» The data
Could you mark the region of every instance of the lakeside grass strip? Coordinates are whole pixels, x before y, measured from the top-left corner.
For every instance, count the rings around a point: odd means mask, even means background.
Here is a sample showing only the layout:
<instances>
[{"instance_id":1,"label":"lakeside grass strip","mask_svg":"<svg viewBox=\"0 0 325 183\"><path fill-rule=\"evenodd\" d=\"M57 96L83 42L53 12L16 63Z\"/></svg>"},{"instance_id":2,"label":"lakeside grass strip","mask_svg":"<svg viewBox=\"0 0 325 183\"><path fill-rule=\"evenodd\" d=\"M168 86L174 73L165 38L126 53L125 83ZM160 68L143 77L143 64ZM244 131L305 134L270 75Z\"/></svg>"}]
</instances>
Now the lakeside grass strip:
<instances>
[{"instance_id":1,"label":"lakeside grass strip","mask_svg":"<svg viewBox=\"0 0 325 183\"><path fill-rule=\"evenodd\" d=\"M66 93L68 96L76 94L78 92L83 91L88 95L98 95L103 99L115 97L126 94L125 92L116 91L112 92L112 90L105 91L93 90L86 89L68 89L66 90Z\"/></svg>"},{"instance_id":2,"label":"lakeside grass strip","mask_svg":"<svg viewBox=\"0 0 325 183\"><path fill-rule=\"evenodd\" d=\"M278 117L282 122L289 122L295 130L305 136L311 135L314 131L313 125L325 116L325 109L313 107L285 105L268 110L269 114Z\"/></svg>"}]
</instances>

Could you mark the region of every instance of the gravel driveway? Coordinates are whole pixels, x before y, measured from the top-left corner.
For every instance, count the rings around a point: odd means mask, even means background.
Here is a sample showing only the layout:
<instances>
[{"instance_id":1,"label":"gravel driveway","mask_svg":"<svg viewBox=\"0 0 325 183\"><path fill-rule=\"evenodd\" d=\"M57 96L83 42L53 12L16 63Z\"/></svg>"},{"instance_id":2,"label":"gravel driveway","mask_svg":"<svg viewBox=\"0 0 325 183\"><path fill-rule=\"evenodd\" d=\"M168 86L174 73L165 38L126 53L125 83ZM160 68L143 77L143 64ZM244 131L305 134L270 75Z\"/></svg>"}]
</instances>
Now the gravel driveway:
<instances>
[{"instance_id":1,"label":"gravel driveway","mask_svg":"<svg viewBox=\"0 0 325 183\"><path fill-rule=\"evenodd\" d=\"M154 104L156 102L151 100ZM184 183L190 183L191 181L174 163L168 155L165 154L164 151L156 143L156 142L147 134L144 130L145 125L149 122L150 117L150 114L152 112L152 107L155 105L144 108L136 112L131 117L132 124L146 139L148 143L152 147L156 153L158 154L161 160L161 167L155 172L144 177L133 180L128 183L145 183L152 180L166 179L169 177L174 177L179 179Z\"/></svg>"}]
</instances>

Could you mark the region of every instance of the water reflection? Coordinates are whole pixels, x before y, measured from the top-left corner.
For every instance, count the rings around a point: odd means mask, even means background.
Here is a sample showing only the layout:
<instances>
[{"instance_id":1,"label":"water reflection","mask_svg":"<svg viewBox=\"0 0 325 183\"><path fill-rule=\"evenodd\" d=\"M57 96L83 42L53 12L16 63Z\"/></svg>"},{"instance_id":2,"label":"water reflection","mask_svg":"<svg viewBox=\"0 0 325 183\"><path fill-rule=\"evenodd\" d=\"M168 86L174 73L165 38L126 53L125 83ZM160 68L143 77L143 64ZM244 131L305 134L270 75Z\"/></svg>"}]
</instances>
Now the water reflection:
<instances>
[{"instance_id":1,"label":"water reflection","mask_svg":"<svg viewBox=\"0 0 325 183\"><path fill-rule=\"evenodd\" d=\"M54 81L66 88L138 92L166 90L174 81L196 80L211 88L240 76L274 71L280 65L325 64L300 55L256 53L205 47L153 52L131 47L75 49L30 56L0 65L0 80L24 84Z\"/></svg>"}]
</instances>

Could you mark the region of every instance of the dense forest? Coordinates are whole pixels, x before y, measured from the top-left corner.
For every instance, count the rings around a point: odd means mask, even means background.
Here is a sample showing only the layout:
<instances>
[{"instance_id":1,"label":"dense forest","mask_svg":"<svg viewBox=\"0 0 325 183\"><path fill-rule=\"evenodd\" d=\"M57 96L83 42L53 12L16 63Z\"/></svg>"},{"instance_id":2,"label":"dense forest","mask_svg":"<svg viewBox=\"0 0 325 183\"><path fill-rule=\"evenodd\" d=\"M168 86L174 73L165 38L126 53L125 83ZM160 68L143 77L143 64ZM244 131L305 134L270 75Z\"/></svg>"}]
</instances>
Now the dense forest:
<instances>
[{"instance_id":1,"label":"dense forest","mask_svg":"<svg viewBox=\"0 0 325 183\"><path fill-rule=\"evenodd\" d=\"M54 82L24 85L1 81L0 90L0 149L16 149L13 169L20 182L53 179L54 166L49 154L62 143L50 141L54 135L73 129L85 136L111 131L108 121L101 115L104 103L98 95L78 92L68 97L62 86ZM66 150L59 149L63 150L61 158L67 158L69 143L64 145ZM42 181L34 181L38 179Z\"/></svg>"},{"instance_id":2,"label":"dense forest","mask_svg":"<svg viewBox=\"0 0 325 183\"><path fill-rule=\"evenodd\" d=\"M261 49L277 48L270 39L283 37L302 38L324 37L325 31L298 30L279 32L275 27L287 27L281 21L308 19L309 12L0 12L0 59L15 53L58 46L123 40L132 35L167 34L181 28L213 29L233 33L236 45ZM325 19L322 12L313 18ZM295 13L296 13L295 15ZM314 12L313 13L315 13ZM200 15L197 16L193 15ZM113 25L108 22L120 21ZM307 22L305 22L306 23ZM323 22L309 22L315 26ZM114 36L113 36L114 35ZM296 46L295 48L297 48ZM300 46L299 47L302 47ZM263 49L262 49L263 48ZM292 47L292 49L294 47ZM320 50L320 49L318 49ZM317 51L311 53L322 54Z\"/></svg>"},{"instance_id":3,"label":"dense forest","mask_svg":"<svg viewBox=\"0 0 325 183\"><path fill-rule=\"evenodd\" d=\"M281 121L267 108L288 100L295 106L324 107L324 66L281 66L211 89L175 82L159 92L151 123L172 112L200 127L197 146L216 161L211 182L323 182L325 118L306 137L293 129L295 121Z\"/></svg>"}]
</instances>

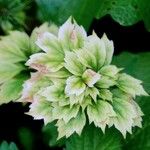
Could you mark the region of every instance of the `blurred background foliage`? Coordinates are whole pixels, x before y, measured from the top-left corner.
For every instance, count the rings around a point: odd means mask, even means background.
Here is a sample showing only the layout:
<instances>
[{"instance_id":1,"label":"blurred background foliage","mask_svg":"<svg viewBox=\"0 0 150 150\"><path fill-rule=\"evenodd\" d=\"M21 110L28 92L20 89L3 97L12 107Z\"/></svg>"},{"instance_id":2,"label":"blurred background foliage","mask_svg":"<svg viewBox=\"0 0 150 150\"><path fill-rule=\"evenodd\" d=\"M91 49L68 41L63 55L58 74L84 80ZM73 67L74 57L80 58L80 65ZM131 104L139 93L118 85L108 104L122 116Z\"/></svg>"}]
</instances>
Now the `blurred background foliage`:
<instances>
[{"instance_id":1,"label":"blurred background foliage","mask_svg":"<svg viewBox=\"0 0 150 150\"><path fill-rule=\"evenodd\" d=\"M149 0L0 0L0 36L11 30L30 35L44 22L59 26L69 16L88 33L95 30L101 37L105 32L114 41L113 64L142 80L150 94ZM4 104L0 106L0 150L149 150L150 97L137 98L137 102L145 114L143 128L134 128L126 139L113 128L104 135L90 125L81 136L59 141L54 123L43 127L43 121L24 115L27 105Z\"/></svg>"}]
</instances>

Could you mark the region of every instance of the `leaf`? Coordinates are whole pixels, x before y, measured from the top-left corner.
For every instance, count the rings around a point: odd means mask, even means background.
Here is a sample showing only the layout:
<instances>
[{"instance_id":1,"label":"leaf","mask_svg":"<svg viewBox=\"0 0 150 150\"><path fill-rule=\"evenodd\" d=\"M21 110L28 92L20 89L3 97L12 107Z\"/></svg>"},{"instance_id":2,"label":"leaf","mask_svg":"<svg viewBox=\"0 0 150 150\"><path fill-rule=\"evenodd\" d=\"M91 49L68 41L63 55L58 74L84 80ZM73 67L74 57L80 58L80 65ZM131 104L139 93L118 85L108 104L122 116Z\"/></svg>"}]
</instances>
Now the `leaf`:
<instances>
[{"instance_id":1,"label":"leaf","mask_svg":"<svg viewBox=\"0 0 150 150\"><path fill-rule=\"evenodd\" d=\"M119 67L124 67L130 75L143 81L144 87L150 93L150 53L130 54L124 52L115 57L113 63ZM140 97L137 99L145 116L143 117L142 129L135 128L133 134L127 136L124 149L130 150L148 150L150 149L150 97ZM135 147L136 145L136 147Z\"/></svg>"},{"instance_id":2,"label":"leaf","mask_svg":"<svg viewBox=\"0 0 150 150\"><path fill-rule=\"evenodd\" d=\"M0 145L0 150L18 150L15 143L7 143L6 141L3 141Z\"/></svg>"},{"instance_id":3,"label":"leaf","mask_svg":"<svg viewBox=\"0 0 150 150\"><path fill-rule=\"evenodd\" d=\"M113 64L124 68L124 72L143 81L144 88L150 93L150 53L131 54L124 52L114 57Z\"/></svg>"},{"instance_id":4,"label":"leaf","mask_svg":"<svg viewBox=\"0 0 150 150\"><path fill-rule=\"evenodd\" d=\"M21 95L23 83L27 79L24 75L6 81L0 87L0 104L15 101Z\"/></svg>"},{"instance_id":5,"label":"leaf","mask_svg":"<svg viewBox=\"0 0 150 150\"><path fill-rule=\"evenodd\" d=\"M110 15L116 22L129 26L144 21L150 31L149 0L36 0L41 21L60 25L73 16L86 29L94 18Z\"/></svg>"},{"instance_id":6,"label":"leaf","mask_svg":"<svg viewBox=\"0 0 150 150\"><path fill-rule=\"evenodd\" d=\"M120 150L119 134L116 130L107 130L105 134L94 125L84 128L81 136L73 134L66 141L66 150Z\"/></svg>"},{"instance_id":7,"label":"leaf","mask_svg":"<svg viewBox=\"0 0 150 150\"><path fill-rule=\"evenodd\" d=\"M135 128L133 134L127 136L127 141L124 144L124 149L130 147L130 150L148 150L150 149L150 97L141 97L138 99L144 117L142 128ZM136 147L135 147L136 145Z\"/></svg>"},{"instance_id":8,"label":"leaf","mask_svg":"<svg viewBox=\"0 0 150 150\"><path fill-rule=\"evenodd\" d=\"M123 26L129 26L144 21L145 27L150 31L150 5L148 0L101 0L97 19L109 14Z\"/></svg>"},{"instance_id":9,"label":"leaf","mask_svg":"<svg viewBox=\"0 0 150 150\"><path fill-rule=\"evenodd\" d=\"M98 2L99 0L36 0L41 21L53 21L60 25L73 16L86 29L96 15Z\"/></svg>"}]
</instances>

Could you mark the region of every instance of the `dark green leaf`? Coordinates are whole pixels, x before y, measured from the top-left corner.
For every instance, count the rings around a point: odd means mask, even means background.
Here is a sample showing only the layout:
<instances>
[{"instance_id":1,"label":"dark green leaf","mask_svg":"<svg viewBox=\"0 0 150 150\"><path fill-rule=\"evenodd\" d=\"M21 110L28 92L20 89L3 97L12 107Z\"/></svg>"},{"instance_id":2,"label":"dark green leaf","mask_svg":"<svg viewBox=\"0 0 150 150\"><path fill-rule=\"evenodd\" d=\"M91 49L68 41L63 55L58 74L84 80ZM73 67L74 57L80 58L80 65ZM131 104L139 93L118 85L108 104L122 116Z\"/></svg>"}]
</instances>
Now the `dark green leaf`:
<instances>
[{"instance_id":1,"label":"dark green leaf","mask_svg":"<svg viewBox=\"0 0 150 150\"><path fill-rule=\"evenodd\" d=\"M36 0L41 21L53 21L60 25L73 16L86 29L92 20L105 15L119 24L129 26L143 20L150 30L149 0Z\"/></svg>"},{"instance_id":2,"label":"dark green leaf","mask_svg":"<svg viewBox=\"0 0 150 150\"><path fill-rule=\"evenodd\" d=\"M74 134L66 142L66 150L120 150L120 134L108 129L102 133L94 125L87 126L81 136Z\"/></svg>"},{"instance_id":3,"label":"dark green leaf","mask_svg":"<svg viewBox=\"0 0 150 150\"><path fill-rule=\"evenodd\" d=\"M39 18L60 25L70 16L86 29L90 26L99 8L99 0L36 0Z\"/></svg>"},{"instance_id":4,"label":"dark green leaf","mask_svg":"<svg viewBox=\"0 0 150 150\"><path fill-rule=\"evenodd\" d=\"M0 104L14 101L21 95L23 83L27 79L26 75L6 81L0 87Z\"/></svg>"},{"instance_id":5,"label":"dark green leaf","mask_svg":"<svg viewBox=\"0 0 150 150\"><path fill-rule=\"evenodd\" d=\"M0 145L0 150L18 150L18 148L13 142L8 144L6 141L3 141Z\"/></svg>"},{"instance_id":6,"label":"dark green leaf","mask_svg":"<svg viewBox=\"0 0 150 150\"><path fill-rule=\"evenodd\" d=\"M150 53L130 54L128 52L114 58L113 63L118 67L125 67L125 71L143 81L146 91L150 93ZM124 149L149 150L150 149L150 97L138 97L145 116L143 127L134 128L133 134L128 135ZM136 145L136 146L135 146Z\"/></svg>"}]
</instances>

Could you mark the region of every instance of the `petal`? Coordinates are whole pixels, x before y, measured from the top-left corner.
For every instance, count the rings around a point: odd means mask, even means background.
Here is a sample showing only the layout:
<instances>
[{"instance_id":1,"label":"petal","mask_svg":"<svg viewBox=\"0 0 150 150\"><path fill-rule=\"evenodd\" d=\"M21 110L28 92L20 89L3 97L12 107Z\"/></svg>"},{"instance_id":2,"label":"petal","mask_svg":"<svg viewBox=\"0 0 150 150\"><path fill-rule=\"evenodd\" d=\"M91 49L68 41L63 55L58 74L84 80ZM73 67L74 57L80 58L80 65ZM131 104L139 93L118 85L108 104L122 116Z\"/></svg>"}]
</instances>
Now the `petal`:
<instances>
[{"instance_id":1,"label":"petal","mask_svg":"<svg viewBox=\"0 0 150 150\"><path fill-rule=\"evenodd\" d=\"M88 37L88 42L85 44L85 48L95 57L98 71L104 65L106 59L106 48L103 40L94 33Z\"/></svg>"},{"instance_id":2,"label":"petal","mask_svg":"<svg viewBox=\"0 0 150 150\"><path fill-rule=\"evenodd\" d=\"M106 59L105 59L105 65L109 65L112 61L113 53L114 53L114 44L113 41L110 41L106 34L103 35L101 38L103 42L105 43L105 48L106 48Z\"/></svg>"},{"instance_id":3,"label":"petal","mask_svg":"<svg viewBox=\"0 0 150 150\"><path fill-rule=\"evenodd\" d=\"M141 83L142 82L140 80L135 79L125 73L122 73L119 76L117 86L124 92L131 94L133 97L135 97L136 95L147 96L148 94L145 92Z\"/></svg>"},{"instance_id":4,"label":"petal","mask_svg":"<svg viewBox=\"0 0 150 150\"><path fill-rule=\"evenodd\" d=\"M46 53L37 53L30 56L26 65L43 73L56 72L63 67L63 59Z\"/></svg>"},{"instance_id":5,"label":"petal","mask_svg":"<svg viewBox=\"0 0 150 150\"><path fill-rule=\"evenodd\" d=\"M73 22L73 23L72 23ZM83 47L86 31L72 18L69 18L59 29L58 38L65 50L74 50Z\"/></svg>"},{"instance_id":6,"label":"petal","mask_svg":"<svg viewBox=\"0 0 150 150\"><path fill-rule=\"evenodd\" d=\"M87 88L85 94L86 94L86 96L90 95L92 97L92 99L96 102L97 96L99 95L99 91L95 87Z\"/></svg>"},{"instance_id":7,"label":"petal","mask_svg":"<svg viewBox=\"0 0 150 150\"><path fill-rule=\"evenodd\" d=\"M80 95L85 91L86 85L79 77L71 76L66 81L65 93L67 95Z\"/></svg>"},{"instance_id":8,"label":"petal","mask_svg":"<svg viewBox=\"0 0 150 150\"><path fill-rule=\"evenodd\" d=\"M36 120L44 119L45 124L52 122L54 118L51 103L40 96L35 96L34 99L34 102L29 106L29 112L26 114L34 117Z\"/></svg>"},{"instance_id":9,"label":"petal","mask_svg":"<svg viewBox=\"0 0 150 150\"><path fill-rule=\"evenodd\" d=\"M41 33L36 44L46 53L63 55L63 50L57 37L49 32Z\"/></svg>"},{"instance_id":10,"label":"petal","mask_svg":"<svg viewBox=\"0 0 150 150\"><path fill-rule=\"evenodd\" d=\"M109 122L110 117L116 116L113 107L106 101L98 100L96 104L87 107L89 122L102 129L104 132L105 126Z\"/></svg>"},{"instance_id":11,"label":"petal","mask_svg":"<svg viewBox=\"0 0 150 150\"><path fill-rule=\"evenodd\" d=\"M78 61L74 52L65 53L65 68L76 76L80 76L85 71L85 67Z\"/></svg>"},{"instance_id":12,"label":"petal","mask_svg":"<svg viewBox=\"0 0 150 150\"><path fill-rule=\"evenodd\" d=\"M65 84L57 83L52 86L46 87L41 95L46 97L46 100L50 102L58 102L65 100L64 93Z\"/></svg>"},{"instance_id":13,"label":"petal","mask_svg":"<svg viewBox=\"0 0 150 150\"><path fill-rule=\"evenodd\" d=\"M114 78L114 76L121 70L122 69L117 68L115 65L107 65L102 67L99 73Z\"/></svg>"},{"instance_id":14,"label":"petal","mask_svg":"<svg viewBox=\"0 0 150 150\"><path fill-rule=\"evenodd\" d=\"M136 117L133 105L120 98L113 99L113 108L117 116L112 118L114 126L126 137L126 132L131 133L133 119Z\"/></svg>"},{"instance_id":15,"label":"petal","mask_svg":"<svg viewBox=\"0 0 150 150\"><path fill-rule=\"evenodd\" d=\"M100 89L99 90L99 96L103 100L112 101L113 94L110 92L110 90Z\"/></svg>"},{"instance_id":16,"label":"petal","mask_svg":"<svg viewBox=\"0 0 150 150\"><path fill-rule=\"evenodd\" d=\"M63 119L65 123L68 123L72 118L75 118L79 112L79 105L74 105L74 107L68 106L56 106L53 108L53 117L55 119Z\"/></svg>"},{"instance_id":17,"label":"petal","mask_svg":"<svg viewBox=\"0 0 150 150\"><path fill-rule=\"evenodd\" d=\"M40 89L50 86L51 84L51 81L47 77L40 73L32 73L31 78L23 84L22 97L19 101L32 102L34 95L36 95Z\"/></svg>"},{"instance_id":18,"label":"petal","mask_svg":"<svg viewBox=\"0 0 150 150\"><path fill-rule=\"evenodd\" d=\"M116 81L107 76L101 76L101 79L96 83L96 87L106 89L114 85L116 85Z\"/></svg>"},{"instance_id":19,"label":"petal","mask_svg":"<svg viewBox=\"0 0 150 150\"><path fill-rule=\"evenodd\" d=\"M94 72L91 69L87 69L83 75L82 78L84 80L84 82L89 86L89 87L93 87L94 84L100 80L101 75L99 73Z\"/></svg>"},{"instance_id":20,"label":"petal","mask_svg":"<svg viewBox=\"0 0 150 150\"><path fill-rule=\"evenodd\" d=\"M83 127L86 124L85 114L81 111L75 118L72 118L68 123L65 123L63 120L58 120L56 126L58 127L58 139L66 136L67 138L72 135L74 132L81 134Z\"/></svg>"}]
</instances>

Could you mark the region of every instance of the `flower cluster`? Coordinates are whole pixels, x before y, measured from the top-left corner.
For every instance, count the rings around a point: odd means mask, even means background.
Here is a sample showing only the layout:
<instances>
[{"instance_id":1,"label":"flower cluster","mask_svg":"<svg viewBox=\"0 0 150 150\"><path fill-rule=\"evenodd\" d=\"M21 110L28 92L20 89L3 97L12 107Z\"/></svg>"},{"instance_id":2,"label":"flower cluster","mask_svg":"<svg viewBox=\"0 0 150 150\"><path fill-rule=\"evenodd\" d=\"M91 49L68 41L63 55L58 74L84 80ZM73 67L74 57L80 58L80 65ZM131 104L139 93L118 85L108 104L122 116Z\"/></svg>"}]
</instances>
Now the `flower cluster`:
<instances>
[{"instance_id":1,"label":"flower cluster","mask_svg":"<svg viewBox=\"0 0 150 150\"><path fill-rule=\"evenodd\" d=\"M87 122L105 132L115 126L125 137L141 127L136 95L147 95L141 81L111 65L113 42L104 34L87 36L69 18L57 35L44 32L36 44L43 52L33 54L26 65L36 70L24 84L21 101L31 102L27 114L57 121L58 139L81 134Z\"/></svg>"},{"instance_id":2,"label":"flower cluster","mask_svg":"<svg viewBox=\"0 0 150 150\"><path fill-rule=\"evenodd\" d=\"M25 62L30 55L40 51L35 44L37 36L46 31L57 33L57 30L55 25L44 23L36 27L31 36L25 32L11 31L0 37L0 105L21 96L22 84L30 77L31 71Z\"/></svg>"}]
</instances>

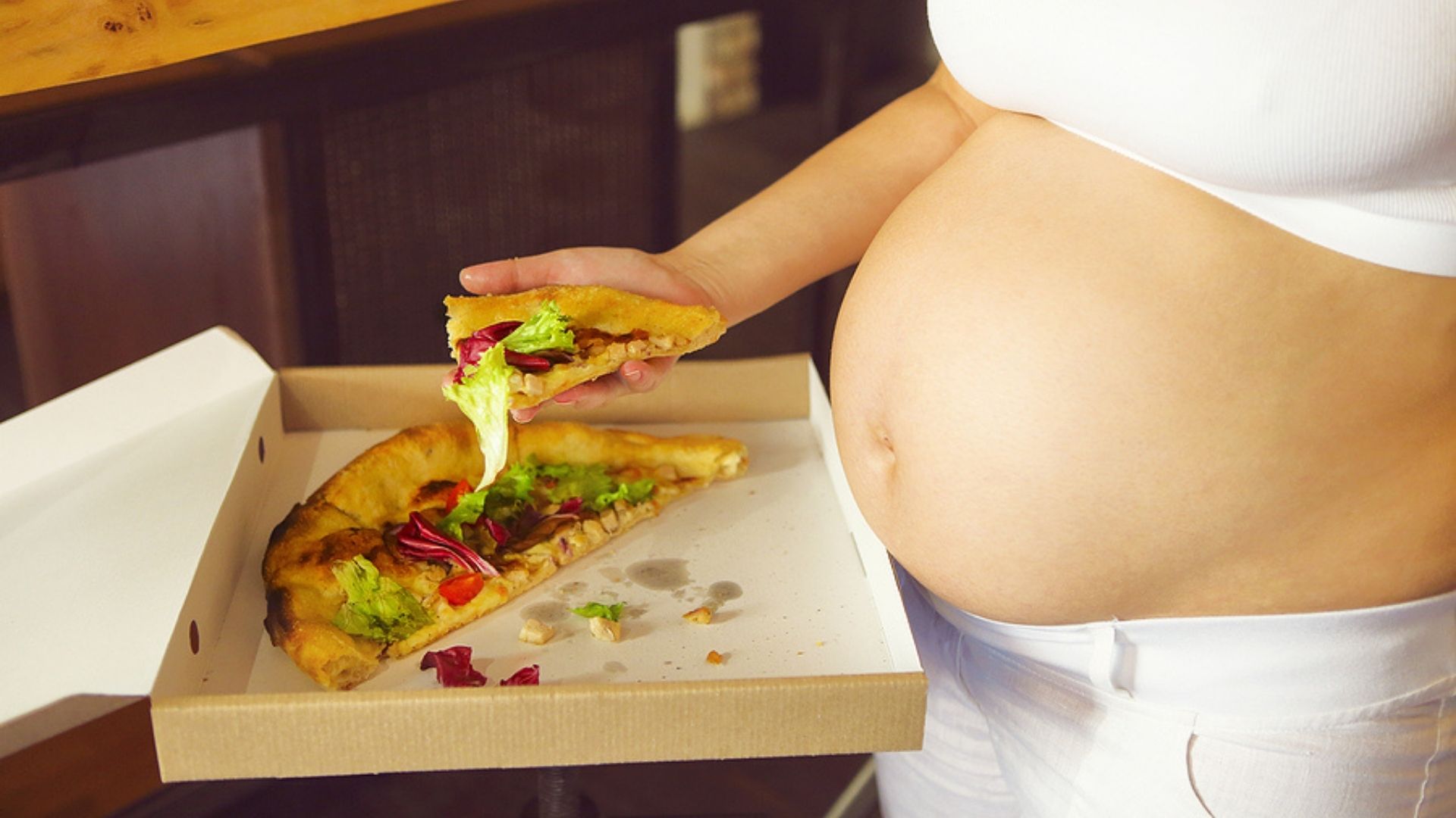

» Required work
Show each line above that contains the word "flower" and copy it in full.

» Answer in full
Could you mark the region of every instance of the `flower cluster`? Coordinates are whole pixels, x before y, measured from the top-left corner.
[{"instance_id":1,"label":"flower cluster","mask_svg":"<svg viewBox=\"0 0 150 150\"><path fill-rule=\"evenodd\" d=\"M21 110L28 92L20 89L3 97L12 107Z\"/></svg>"},{"instance_id":2,"label":"flower cluster","mask_svg":"<svg viewBox=\"0 0 150 150\"><path fill-rule=\"evenodd\" d=\"M91 49L68 41L63 55L58 74L84 80ZM73 67L74 57L80 58L80 65ZM131 104L139 93L118 85L108 104L122 116Z\"/></svg>"}]
Now the `flower cluster`:
[{"instance_id":1,"label":"flower cluster","mask_svg":"<svg viewBox=\"0 0 150 150\"><path fill-rule=\"evenodd\" d=\"M87 122L105 132L115 126L125 137L141 127L136 95L147 95L141 81L111 65L113 42L104 34L87 36L69 18L57 35L44 32L36 44L43 52L33 54L26 65L36 70L24 84L21 101L31 102L27 114L57 121L58 139L81 134Z\"/></svg>"},{"instance_id":2,"label":"flower cluster","mask_svg":"<svg viewBox=\"0 0 150 150\"><path fill-rule=\"evenodd\" d=\"M25 62L30 55L40 51L35 44L37 36L46 31L57 33L57 30L55 25L44 23L36 27L31 36L25 32L11 31L0 37L0 105L21 96L22 84L30 77L31 71Z\"/></svg>"}]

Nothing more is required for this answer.